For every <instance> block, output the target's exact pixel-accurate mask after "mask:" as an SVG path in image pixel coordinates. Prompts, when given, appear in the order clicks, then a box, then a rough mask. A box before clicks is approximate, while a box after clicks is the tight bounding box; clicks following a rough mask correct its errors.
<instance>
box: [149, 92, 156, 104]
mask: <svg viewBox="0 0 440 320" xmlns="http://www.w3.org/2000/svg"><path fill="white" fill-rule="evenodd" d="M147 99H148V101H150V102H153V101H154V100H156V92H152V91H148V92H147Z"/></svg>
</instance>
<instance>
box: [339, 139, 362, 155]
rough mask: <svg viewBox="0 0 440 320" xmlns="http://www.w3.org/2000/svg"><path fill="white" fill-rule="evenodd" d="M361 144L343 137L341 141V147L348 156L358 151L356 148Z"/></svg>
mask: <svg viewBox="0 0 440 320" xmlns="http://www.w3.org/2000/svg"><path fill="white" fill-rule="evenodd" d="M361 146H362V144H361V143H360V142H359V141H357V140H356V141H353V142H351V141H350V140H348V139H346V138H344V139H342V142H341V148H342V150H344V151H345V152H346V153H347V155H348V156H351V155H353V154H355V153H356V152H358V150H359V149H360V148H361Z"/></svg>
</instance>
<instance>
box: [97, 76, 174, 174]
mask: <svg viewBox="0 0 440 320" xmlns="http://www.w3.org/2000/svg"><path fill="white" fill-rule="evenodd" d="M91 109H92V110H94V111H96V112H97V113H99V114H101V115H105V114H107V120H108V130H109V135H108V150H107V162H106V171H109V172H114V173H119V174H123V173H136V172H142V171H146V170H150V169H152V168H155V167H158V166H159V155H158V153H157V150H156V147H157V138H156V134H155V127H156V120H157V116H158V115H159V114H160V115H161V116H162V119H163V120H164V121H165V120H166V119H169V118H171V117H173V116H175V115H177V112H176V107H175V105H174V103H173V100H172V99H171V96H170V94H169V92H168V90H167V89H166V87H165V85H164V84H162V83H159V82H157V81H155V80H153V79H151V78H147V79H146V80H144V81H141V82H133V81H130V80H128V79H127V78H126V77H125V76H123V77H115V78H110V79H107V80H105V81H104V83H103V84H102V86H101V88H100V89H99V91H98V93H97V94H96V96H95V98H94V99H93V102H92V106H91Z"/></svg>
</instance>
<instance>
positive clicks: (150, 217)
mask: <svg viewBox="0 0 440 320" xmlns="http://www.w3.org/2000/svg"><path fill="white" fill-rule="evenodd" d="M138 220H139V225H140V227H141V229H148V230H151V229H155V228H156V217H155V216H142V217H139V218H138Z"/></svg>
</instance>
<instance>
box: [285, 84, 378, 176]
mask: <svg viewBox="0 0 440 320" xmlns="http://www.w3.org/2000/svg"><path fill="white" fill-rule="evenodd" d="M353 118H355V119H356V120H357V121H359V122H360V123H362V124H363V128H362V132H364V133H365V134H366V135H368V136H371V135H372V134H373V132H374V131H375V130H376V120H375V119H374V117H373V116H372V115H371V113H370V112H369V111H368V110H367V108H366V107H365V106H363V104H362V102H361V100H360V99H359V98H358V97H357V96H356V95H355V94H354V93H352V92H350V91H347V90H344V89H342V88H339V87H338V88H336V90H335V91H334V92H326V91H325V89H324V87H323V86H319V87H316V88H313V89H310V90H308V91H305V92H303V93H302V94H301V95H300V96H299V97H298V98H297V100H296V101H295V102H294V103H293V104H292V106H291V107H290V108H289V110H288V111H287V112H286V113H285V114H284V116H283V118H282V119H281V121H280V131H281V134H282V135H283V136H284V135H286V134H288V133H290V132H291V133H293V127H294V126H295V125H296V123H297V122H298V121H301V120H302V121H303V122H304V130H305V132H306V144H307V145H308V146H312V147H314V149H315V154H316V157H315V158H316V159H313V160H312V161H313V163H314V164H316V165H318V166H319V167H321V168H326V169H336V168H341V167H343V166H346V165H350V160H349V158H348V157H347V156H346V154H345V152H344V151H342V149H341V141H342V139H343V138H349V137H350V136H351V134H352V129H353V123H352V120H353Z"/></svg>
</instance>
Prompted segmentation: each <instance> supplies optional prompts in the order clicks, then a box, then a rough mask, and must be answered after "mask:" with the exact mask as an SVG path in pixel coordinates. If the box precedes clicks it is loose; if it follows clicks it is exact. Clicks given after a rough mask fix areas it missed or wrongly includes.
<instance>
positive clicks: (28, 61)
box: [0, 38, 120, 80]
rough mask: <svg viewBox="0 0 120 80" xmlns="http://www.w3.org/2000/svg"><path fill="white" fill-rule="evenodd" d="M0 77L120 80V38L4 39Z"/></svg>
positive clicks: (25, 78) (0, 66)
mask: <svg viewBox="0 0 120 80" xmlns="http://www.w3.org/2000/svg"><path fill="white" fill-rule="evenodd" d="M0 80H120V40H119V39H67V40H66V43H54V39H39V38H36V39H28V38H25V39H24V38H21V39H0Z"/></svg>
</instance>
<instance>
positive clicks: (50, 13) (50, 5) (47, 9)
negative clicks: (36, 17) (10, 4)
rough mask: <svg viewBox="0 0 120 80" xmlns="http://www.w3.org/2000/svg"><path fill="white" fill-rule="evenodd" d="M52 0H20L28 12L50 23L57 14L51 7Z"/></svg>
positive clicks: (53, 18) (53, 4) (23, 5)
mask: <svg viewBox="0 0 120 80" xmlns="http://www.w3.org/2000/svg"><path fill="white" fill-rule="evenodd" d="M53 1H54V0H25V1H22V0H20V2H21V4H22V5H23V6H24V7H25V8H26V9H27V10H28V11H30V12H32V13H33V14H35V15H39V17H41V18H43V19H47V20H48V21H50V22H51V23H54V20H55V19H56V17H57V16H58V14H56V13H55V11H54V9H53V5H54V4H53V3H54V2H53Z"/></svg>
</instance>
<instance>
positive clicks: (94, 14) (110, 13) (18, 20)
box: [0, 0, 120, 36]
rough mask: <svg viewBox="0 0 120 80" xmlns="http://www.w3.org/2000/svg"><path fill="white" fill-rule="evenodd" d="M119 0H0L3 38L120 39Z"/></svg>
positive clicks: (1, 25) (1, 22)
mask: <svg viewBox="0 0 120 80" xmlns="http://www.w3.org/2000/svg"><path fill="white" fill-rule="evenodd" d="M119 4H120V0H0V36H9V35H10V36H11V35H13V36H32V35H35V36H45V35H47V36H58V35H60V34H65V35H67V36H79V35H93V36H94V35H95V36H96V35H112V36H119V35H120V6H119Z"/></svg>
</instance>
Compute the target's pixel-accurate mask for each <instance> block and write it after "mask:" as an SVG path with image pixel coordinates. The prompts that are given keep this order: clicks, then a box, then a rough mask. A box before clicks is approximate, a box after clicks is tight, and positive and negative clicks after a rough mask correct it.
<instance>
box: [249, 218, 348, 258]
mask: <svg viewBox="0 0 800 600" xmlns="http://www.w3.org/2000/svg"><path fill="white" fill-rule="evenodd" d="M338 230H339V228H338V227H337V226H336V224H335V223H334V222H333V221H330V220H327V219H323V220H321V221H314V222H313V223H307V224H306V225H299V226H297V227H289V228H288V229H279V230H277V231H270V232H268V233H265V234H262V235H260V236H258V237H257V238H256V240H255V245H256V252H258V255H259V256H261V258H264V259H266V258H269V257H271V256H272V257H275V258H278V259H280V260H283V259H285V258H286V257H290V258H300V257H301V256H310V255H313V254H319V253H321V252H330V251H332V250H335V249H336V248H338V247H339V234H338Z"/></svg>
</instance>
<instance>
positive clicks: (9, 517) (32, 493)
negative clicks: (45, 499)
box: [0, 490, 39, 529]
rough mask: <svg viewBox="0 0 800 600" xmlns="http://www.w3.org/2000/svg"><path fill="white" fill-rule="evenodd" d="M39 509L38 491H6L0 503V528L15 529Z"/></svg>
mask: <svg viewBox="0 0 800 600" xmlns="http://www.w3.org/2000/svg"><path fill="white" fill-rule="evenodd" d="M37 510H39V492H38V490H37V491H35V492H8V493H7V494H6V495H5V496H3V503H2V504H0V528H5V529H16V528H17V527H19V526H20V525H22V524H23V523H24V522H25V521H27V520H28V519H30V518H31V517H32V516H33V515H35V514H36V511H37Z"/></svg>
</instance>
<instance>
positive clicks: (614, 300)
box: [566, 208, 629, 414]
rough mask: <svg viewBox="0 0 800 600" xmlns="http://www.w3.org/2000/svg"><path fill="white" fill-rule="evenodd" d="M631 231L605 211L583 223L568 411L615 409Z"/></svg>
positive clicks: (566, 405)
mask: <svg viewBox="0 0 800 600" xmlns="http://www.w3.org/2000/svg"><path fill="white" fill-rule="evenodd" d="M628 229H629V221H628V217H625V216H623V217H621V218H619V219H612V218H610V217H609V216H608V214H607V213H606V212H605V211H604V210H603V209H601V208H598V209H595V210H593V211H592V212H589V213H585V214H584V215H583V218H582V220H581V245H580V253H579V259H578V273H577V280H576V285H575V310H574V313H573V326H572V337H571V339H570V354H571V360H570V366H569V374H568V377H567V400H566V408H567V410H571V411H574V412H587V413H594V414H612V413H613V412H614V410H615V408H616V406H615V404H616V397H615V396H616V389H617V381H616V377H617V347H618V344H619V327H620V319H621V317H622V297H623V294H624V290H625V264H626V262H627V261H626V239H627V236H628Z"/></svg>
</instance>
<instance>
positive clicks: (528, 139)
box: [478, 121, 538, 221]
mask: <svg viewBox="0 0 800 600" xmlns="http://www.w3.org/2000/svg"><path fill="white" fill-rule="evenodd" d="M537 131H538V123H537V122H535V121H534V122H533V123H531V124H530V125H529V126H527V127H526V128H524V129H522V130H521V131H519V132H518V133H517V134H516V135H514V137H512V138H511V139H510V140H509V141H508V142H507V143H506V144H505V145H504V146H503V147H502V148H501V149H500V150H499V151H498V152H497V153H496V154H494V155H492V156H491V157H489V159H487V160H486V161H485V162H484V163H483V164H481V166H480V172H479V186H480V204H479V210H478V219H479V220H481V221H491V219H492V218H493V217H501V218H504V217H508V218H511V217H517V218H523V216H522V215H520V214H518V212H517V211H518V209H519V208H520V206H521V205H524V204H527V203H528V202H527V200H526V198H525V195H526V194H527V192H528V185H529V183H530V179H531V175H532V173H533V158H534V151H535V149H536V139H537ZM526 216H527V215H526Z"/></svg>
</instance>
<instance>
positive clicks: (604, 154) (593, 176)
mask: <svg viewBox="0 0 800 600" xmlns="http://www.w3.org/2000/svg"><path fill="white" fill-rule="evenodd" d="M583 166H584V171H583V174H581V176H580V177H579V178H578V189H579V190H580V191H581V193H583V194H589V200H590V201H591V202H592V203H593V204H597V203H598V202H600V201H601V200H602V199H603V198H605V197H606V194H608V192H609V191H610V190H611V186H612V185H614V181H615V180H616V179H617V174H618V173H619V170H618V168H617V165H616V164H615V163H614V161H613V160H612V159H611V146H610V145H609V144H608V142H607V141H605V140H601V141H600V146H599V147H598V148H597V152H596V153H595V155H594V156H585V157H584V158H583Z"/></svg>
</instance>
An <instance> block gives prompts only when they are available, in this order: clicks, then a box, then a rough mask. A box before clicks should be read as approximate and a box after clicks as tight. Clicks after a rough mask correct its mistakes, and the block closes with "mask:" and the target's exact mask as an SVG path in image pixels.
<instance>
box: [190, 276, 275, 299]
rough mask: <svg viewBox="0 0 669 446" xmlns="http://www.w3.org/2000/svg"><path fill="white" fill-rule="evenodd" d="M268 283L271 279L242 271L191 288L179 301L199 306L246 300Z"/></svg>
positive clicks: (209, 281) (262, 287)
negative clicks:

════════════════════

What you will do: Within the entries, find all lines that contain "coordinates" and copy each one.

Your solution:
For every <instance> block, output the target's exact pixel-accurate mask after "mask:" as an SVG path in image pixel coordinates. Prompts, when given, appear in the order clicks, then a box, then a rough mask. A box before clicks is approximate, while a box after clicks is the tight bounding box; clicks following a rough mask correct its errors.
Prompted segmentation: each <instance> supplies optional prompts in the order clicks, then a box, then a rough mask, and must be answered after "mask:" with the exact mask as an SVG path in pixel coordinates. If the box precedes clicks it is loose; if it follows clicks it is exact. Clicks given after a rough mask fix areas it missed or wrongly includes.
Compute the target's pixel-accurate mask for each <instance> block and write it after "mask:" as an SVG path with image pixel coordinates. The prompts that are given keep this order: clicks, then a box, then a rough mask. A box before clicks is approximate, a box after clicks is tight, and positive and negative clicks after a rough mask correct it.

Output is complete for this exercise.